Énoncé 1
Répondez à ces questions sur le texte consacré à la crèche de Noël :
(a) Où François fête-t-il Noël le 24 décembre 1223 ?
(b) Quels animaux sont conduits auprès de la mangeoire ?
(c) Sur quelle partie des stalles la Nativité est-elle sculptée ?

Texte fourni
Tant l'on crie Noël qu'il vient.

Publié le par P@ule

Depuis le temps de François d'Assise  se construit la crèche de Noël.

Depuis le temps de François d'Assise se construit la crèche de Noël.

   Le 24 décembre 1223, François décida de fêter Noël à Greccio dans une grotte où était son ermitage. Il y fit installer une mangeoire garnie de paille, un âne et un bœuf furent conduits là. Un prêtre y dit la messe. Des villageois sillonnaient les sentiers de la montagne, flambeau en main. François lut l'Evangile de la Nativité. Chants religieux, douceur des lumières, ce fut la première crèche et la première messe de minuit.

Nativité, sculptée sur la jouée gauche des stalles du XIVe siècle de Bar-le-Régulier (21430)

Nativité, sculptée sur la jouée gauche des stalles du XIVe siècle de Bar-le-Régulier (21430)

Énoncé 2
Recopiez à l'identique les lignes des entrées, de celle qui contient "From the UI captured above, find the white vanity" jusqu'à la dernière ligne des entrées, ces deux lignes comprises.

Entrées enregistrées
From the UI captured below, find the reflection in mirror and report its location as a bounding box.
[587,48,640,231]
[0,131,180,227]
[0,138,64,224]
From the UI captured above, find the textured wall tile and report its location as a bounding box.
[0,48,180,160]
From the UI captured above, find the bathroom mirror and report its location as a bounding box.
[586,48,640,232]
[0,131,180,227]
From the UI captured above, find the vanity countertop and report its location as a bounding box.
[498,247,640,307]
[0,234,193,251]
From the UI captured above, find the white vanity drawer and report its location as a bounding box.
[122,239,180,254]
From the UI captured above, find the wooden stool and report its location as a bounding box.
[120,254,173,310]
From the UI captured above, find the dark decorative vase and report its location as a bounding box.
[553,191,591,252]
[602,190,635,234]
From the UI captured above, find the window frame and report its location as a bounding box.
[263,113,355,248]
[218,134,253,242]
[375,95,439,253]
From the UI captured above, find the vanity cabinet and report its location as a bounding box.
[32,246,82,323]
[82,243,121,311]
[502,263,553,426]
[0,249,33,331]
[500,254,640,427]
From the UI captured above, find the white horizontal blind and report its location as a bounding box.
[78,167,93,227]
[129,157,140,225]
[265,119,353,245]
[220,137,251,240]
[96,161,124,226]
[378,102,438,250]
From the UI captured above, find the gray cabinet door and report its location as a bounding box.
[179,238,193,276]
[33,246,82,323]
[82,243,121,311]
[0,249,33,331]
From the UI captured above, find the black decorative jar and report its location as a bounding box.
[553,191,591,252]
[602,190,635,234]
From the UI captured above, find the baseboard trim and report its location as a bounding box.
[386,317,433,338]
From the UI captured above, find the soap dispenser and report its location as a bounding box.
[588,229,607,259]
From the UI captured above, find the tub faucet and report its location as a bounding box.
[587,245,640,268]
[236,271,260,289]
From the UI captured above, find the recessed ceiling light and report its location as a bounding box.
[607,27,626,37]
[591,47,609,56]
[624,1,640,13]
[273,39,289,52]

Réponse complète 1
(a) À Greccio, dans une grotte où était son ermitage.
(b) Un âne et un bœuf.
(c) Sur la jouée gauche des stalles du XIVe siècle de Bar-le-Régulier.

Réponse complète 2
From the UI captured above, find the white vanity drawer and report its location as a bounding box.
[122,239,180,254]
From the UI captured above, find the wooden stool and report its location as a bounding box.
[120,254,173,310]
From the UI captured above, find the dark decorative vase and report its location as a bounding box.
[553,191,591,252]
[602,190,635,234]
From the UI captured above, find the window frame and report its location as a bounding box.
[263,113,355,248]
[218,134,253,242]
[375,95,439,253]
From the UI captured above, find the vanity cabinet and report its location as a bounding box.
[32,246,82,323]
[82,243,121,311]
[502,263,553,426]
[0,249,33,331]
[500,254,640,427]
From the UI captured above, find the white horizontal blind and report its location as a bounding box.
[78,167,93,227]
[129,157,140,225]
[265,119,353,245]
[220,137,251,240]
[96,161,124,226]
[378,102,438,250]
From the UI captured above, find the gray cabinet door and report its location as a bounding box.
[179,238,193,276]
[33,246,82,323]
[82,243,121,311]
[0,249,33,331]
From the UI captured above, find the black decorative jar and report its location as a bounding box.
[553,191,591,252]
[602,190,635,234]
From the UI captured above, find the baseboard trim and report its location as a bounding box.
[386,317,433,338]
From the UI captured above, find the soap dispenser and report its location as a bounding box.
[588,229,607,259]
From the UI captured above, find the tub faucet and report its location as a bounding box.
[587,245,640,268]
[236,271,260,289]
From the UI captured above, find the recessed ceiling light and report its location as a bounding box.
[607,27,626,37]
[591,47,609,56]
[624,1,640,13]
[273,39,289,52]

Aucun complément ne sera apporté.